> **Your instructions**:
Reproduce the items below word for word, from their start through the line holding "negative clicks: (161, 119) (99, 47)", inclusive. Leave the pictures out.
BEGIN Records supplied
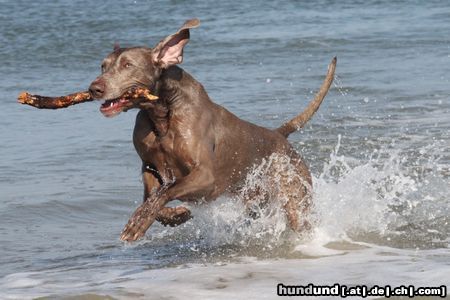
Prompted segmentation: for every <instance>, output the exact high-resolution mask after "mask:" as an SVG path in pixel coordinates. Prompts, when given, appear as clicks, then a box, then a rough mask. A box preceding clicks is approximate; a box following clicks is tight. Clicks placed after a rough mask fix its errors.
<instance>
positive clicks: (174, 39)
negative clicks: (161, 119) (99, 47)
mask: <svg viewBox="0 0 450 300" xmlns="http://www.w3.org/2000/svg"><path fill="white" fill-rule="evenodd" d="M199 25H200V21H199V20H198V19H192V20H188V21H186V22H185V23H184V25H183V26H182V27H181V28H180V29H179V30H178V31H177V32H176V33H174V34H172V35H169V36H168V37H166V38H165V39H163V40H161V41H160V42H159V43H158V44H157V45H156V46H155V47H154V48H148V47H133V48H120V47H119V46H118V45H115V46H114V51H113V52H112V53H110V54H109V55H108V56H107V57H106V58H105V59H104V60H103V62H102V65H101V70H102V74H101V75H100V76H98V77H97V78H96V79H95V80H94V81H93V82H92V83H91V85H90V87H89V92H90V93H91V95H92V96H93V97H94V98H96V99H100V100H107V101H106V102H105V103H104V104H103V105H102V107H101V109H100V110H101V112H102V113H103V114H104V115H105V116H115V115H117V114H118V113H120V112H122V111H126V110H128V109H130V108H134V107H136V108H142V107H141V104H142V102H139V101H133V102H131V101H129V100H126V99H123V98H122V97H121V96H122V95H124V94H125V93H126V92H127V91H129V90H130V89H132V88H135V87H145V88H148V89H150V91H152V90H153V89H154V88H155V86H156V83H157V82H158V80H159V78H160V76H161V72H162V70H163V69H167V68H168V67H170V66H172V65H176V64H179V63H181V62H182V61H183V48H184V46H185V45H186V44H187V43H188V41H189V29H191V28H195V27H197V26H199Z"/></svg>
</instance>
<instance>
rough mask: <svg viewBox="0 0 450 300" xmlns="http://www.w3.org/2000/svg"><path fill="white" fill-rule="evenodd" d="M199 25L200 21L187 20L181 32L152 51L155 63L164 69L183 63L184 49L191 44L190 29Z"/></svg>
mask: <svg viewBox="0 0 450 300" xmlns="http://www.w3.org/2000/svg"><path fill="white" fill-rule="evenodd" d="M199 25H200V20H199V19H191V20H187V21H186V22H185V23H184V24H183V26H181V28H180V30H178V31H177V32H176V33H174V34H172V35H169V36H168V37H166V38H165V39H163V40H162V41H161V42H159V43H158V45H156V47H155V48H153V50H152V59H153V62H154V63H155V64H156V65H158V66H160V67H161V68H164V69H165V68H168V67H170V66H172V65H176V64H180V63H181V62H182V61H183V48H184V46H185V45H186V44H187V43H188V42H189V29H191V28H195V27H198V26H199Z"/></svg>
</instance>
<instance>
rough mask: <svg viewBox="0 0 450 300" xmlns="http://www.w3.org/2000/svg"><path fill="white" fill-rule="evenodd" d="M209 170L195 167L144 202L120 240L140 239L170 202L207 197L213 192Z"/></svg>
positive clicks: (123, 232)
mask: <svg viewBox="0 0 450 300" xmlns="http://www.w3.org/2000/svg"><path fill="white" fill-rule="evenodd" d="M210 170H211V169H210V168H205V167H197V168H194V170H192V172H191V173H189V175H187V176H185V177H183V178H181V179H180V180H177V181H175V183H174V184H173V185H172V186H170V187H169V188H166V189H161V190H160V191H158V192H157V193H153V195H152V196H151V197H150V198H149V199H148V200H147V201H145V202H144V203H143V204H142V205H141V206H139V207H138V209H136V211H135V212H134V213H133V215H132V216H131V218H130V220H129V221H128V224H127V225H126V226H125V228H124V230H123V231H122V235H121V236H120V239H121V240H123V241H128V242H131V241H135V240H137V239H139V238H140V237H142V236H143V235H144V234H145V232H146V231H147V229H148V228H149V227H150V226H151V225H152V224H153V222H154V221H155V220H156V218H157V216H158V213H159V211H160V210H161V209H163V208H164V206H165V205H166V204H167V203H168V202H169V201H171V200H175V199H180V198H184V197H186V198H194V197H204V196H208V195H209V194H210V193H211V192H212V191H213V190H214V177H213V175H212V172H211V171H210Z"/></svg>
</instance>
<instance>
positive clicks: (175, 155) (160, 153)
mask: <svg viewBox="0 0 450 300" xmlns="http://www.w3.org/2000/svg"><path fill="white" fill-rule="evenodd" d="M133 140H134V145H135V148H136V151H137V153H138V154H139V156H140V157H141V159H142V161H143V162H145V163H147V164H149V165H152V166H153V167H154V168H156V169H157V170H158V172H159V173H160V175H161V176H162V177H163V178H164V179H166V180H168V181H171V180H173V179H176V178H179V177H183V176H186V175H187V174H188V173H189V170H190V168H191V164H192V163H191V162H190V160H189V159H188V158H186V157H185V153H184V151H183V148H184V147H183V146H182V144H183V143H182V142H180V141H179V139H177V138H176V137H175V136H174V135H173V134H170V133H169V134H168V135H167V136H164V137H158V136H157V135H156V134H155V133H154V132H153V131H148V132H146V134H138V135H136V134H135V136H134V139H133Z"/></svg>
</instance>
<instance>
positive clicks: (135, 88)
mask: <svg viewBox="0 0 450 300" xmlns="http://www.w3.org/2000/svg"><path fill="white" fill-rule="evenodd" d="M142 98H144V99H146V100H149V101H154V100H156V99H158V97H157V96H155V95H152V94H150V91H149V90H148V89H146V88H132V89H130V90H128V91H126V92H125V93H124V94H123V95H122V96H121V97H120V99H126V100H130V101H133V100H137V99H142ZM93 100H95V99H94V98H92V96H91V94H90V93H89V92H78V93H74V94H70V95H66V96H59V97H47V96H40V95H32V94H29V93H27V92H22V93H20V95H19V97H18V98H17V101H18V102H19V103H21V104H28V105H31V106H33V107H36V108H46V109H58V108H64V107H68V106H71V105H74V104H79V103H83V102H87V101H93Z"/></svg>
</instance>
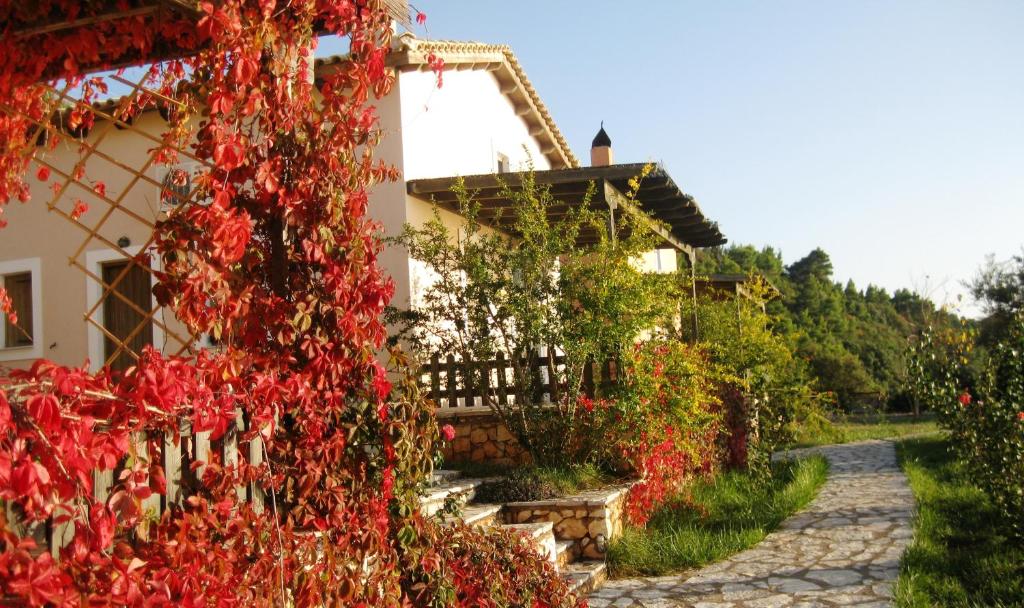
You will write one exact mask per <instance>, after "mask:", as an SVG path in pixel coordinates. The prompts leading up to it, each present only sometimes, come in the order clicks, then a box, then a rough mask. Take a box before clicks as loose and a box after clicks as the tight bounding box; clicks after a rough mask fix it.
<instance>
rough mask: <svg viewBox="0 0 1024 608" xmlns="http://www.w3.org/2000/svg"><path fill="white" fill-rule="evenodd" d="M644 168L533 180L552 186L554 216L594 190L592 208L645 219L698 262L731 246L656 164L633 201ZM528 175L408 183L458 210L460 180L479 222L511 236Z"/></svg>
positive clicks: (543, 174) (416, 192)
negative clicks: (730, 245)
mask: <svg viewBox="0 0 1024 608" xmlns="http://www.w3.org/2000/svg"><path fill="white" fill-rule="evenodd" d="M644 167H645V165H643V164H627V165H609V166H606V167H587V168H582V169H558V170H552V171H536V172H534V173H532V178H534V181H535V183H536V184H537V185H539V186H546V187H550V190H551V193H552V196H553V197H554V198H555V199H556V200H557V201H558V202H559V203H558V204H556V205H554V206H553V207H552V208H550V209H549V215H551V216H552V217H560V216H563V215H564V214H565V213H566V212H567V211H568V210H569V209H570V208H572V207H574V206H579V205H581V204H582V202H583V201H584V200H585V197H586V196H587V193H588V191H590V190H591V188H595V186H596V188H595V190H594V192H593V197H592V198H591V199H590V205H591V206H593V207H601V208H607V209H609V210H611V216H612V221H614V217H615V216H616V215H617V214H622V213H629V214H634V215H636V214H640V215H639V217H642V218H644V219H646V220H648V221H649V225H650V228H651V229H652V230H653V231H654V232H655V233H656V234H657V235H658V236H660V237H662V240H663V242H664V243H665V245H667V246H669V247H671V248H673V249H675V250H676V251H679V252H681V253H684V254H685V255H686V256H687V257H688V258H690V259H691V261H692V257H693V250H694V249H697V248H703V247H715V246H718V245H723V244H724V243H726V238H725V236H723V235H722V232H721V230H719V228H718V224H717V223H716V222H713V221H711V220H709V219H708V218H707V217H706V216H705V214H703V212H702V211H701V210H700V206H699V205H697V203H696V201H694V200H693V197H691V196H689V194H687V193H685V192H683V191H682V190H681V189H680V188H679V186H677V185H676V182H675V181H674V180H673V179H672V177H671V176H670V175H669V174H668V172H667V171H666V170H665V168H663V167H662V166H660V165H655V166H654V168H653V170H651V171H650V172H649V173H648V175H647V176H646V177H644V178H643V179H640V180H639V188H638V189H637V190H636V192H635V196H634V197H633V198H632V199H631V198H630V197H627V196H626V193H625V192H627V191H629V190H630V186H629V181H630V180H631V179H634V178H637V177H638V176H640V174H641V172H642V171H643V169H644ZM528 175H529V174H527V173H501V174H488V175H471V176H468V177H463V178H459V177H455V176H453V177H439V178H433V179H414V180H411V181H409V182H408V183H407V189H408V191H409V193H410V194H413V196H415V197H420V198H424V199H428V200H431V201H433V202H434V203H436V204H437V205H439V206H441V207H443V208H447V209H451V210H455V211H458V205H459V203H458V200H457V194H456V193H455V191H454V190H453V186H455V185H456V183H457V182H458V180H459V179H462V180H463V183H464V185H465V187H466V189H467V190H469V191H470V192H473V200H474V201H475V202H477V203H479V205H480V212H479V219H480V220H481V221H482V222H484V223H486V224H488V225H492V226H493V227H496V228H499V229H502V230H504V231H507V232H511V231H512V224H513V222H514V218H513V217H511V216H510V215H509V214H508V209H509V208H511V207H512V206H513V202H512V201H511V200H510V199H509V197H508V193H509V191H510V190H511V191H516V190H518V189H520V188H522V185H523V181H524V179H528ZM597 238H598V235H597V233H596V231H595V230H594V229H593V228H589V229H587V230H585V231H583V232H582V233H581V235H580V244H581V245H589V244H593V243H595V242H596V241H597Z"/></svg>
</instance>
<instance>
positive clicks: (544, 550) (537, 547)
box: [502, 521, 558, 567]
mask: <svg viewBox="0 0 1024 608" xmlns="http://www.w3.org/2000/svg"><path fill="white" fill-rule="evenodd" d="M502 528H504V529H507V530H514V531H516V532H519V533H521V534H522V535H524V536H525V537H526V538H528V539H529V540H530V541H531V542H534V545H535V547H536V549H537V554H538V555H540V556H541V557H543V558H544V559H546V560H548V561H550V562H551V563H552V564H553V565H555V566H556V567H557V563H558V562H557V559H558V548H557V547H556V545H555V534H554V532H553V531H552V528H553V526H552V524H551V522H550V521H539V522H534V523H520V524H502Z"/></svg>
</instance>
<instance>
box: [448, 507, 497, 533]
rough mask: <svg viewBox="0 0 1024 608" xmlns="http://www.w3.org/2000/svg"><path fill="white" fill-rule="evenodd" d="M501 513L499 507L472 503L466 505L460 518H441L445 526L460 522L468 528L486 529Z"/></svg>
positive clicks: (496, 520) (494, 521)
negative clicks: (445, 524)
mask: <svg viewBox="0 0 1024 608" xmlns="http://www.w3.org/2000/svg"><path fill="white" fill-rule="evenodd" d="M501 512H502V506H501V505H487V504H479V503H473V504H471V505H466V506H465V507H464V508H463V509H462V516H461V517H453V516H449V517H445V518H443V521H444V523H445V524H449V523H453V522H456V521H462V522H463V523H465V524H466V525H468V526H476V527H481V528H482V527H487V526H490V525H493V524H495V523H496V522H498V521H499V514H501Z"/></svg>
END Records supplied
> **Response for this exercise**:
Prompted segmentation: for every <instance>, output the exact high-resolution mask after "mask:" as an SVG path in pixel coordinates. Prompts, when given, appear as clicks, then a box, then a rough mask. A box preceding clicks is approximate; a box following clicks is tight. Clicks placed after a rough mask fix its errors.
<instance>
positive clicks: (174, 39)
negative clicks: (161, 119) (99, 47)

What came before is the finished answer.